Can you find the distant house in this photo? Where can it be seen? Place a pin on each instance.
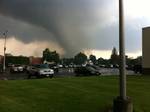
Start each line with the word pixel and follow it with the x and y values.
pixel 35 60
pixel 146 50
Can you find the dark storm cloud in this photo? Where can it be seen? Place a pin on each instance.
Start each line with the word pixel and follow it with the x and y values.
pixel 74 24
pixel 56 16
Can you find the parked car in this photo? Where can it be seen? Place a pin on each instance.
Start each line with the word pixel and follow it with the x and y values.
pixel 40 70
pixel 16 68
pixel 86 71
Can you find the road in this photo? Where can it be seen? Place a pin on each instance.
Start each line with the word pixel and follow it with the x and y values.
pixel 63 72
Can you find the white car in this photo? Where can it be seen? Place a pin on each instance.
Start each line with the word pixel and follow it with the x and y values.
pixel 16 68
pixel 40 70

*DESCRIPTION OF THE TASK*. Rewrite every row above, changing each "pin" to "marker" and leaving everything else as it is. Omit the pictures.

*FINISHED TASK*.
Can you find the distant house in this photo? Where can it be seen? Place a marker on each instance.
Start each line with the word pixel and follow it with the x and y values.
pixel 35 60
pixel 146 50
Can you find the dark storm cloud in this photo? Where can it be seen? Place a marker on each instance.
Start each line with the word pixel and follow it with the x and y values.
pixel 74 24
pixel 56 16
Can you find the parked car in this photo? Where can it be seen? Place a marker on each instance.
Start each line with the word pixel and follow it with the x and y values.
pixel 40 70
pixel 16 68
pixel 86 71
Can you find the road in this photo? Where can it be seen? Place a marker on each instance.
Start each line with the word pixel and follow it with the x and y values.
pixel 63 72
Can you find the white car in this photo? Where can it be seen? Place a marker on each instance.
Start each line with the word pixel and follow it with the x and y values.
pixel 16 68
pixel 40 70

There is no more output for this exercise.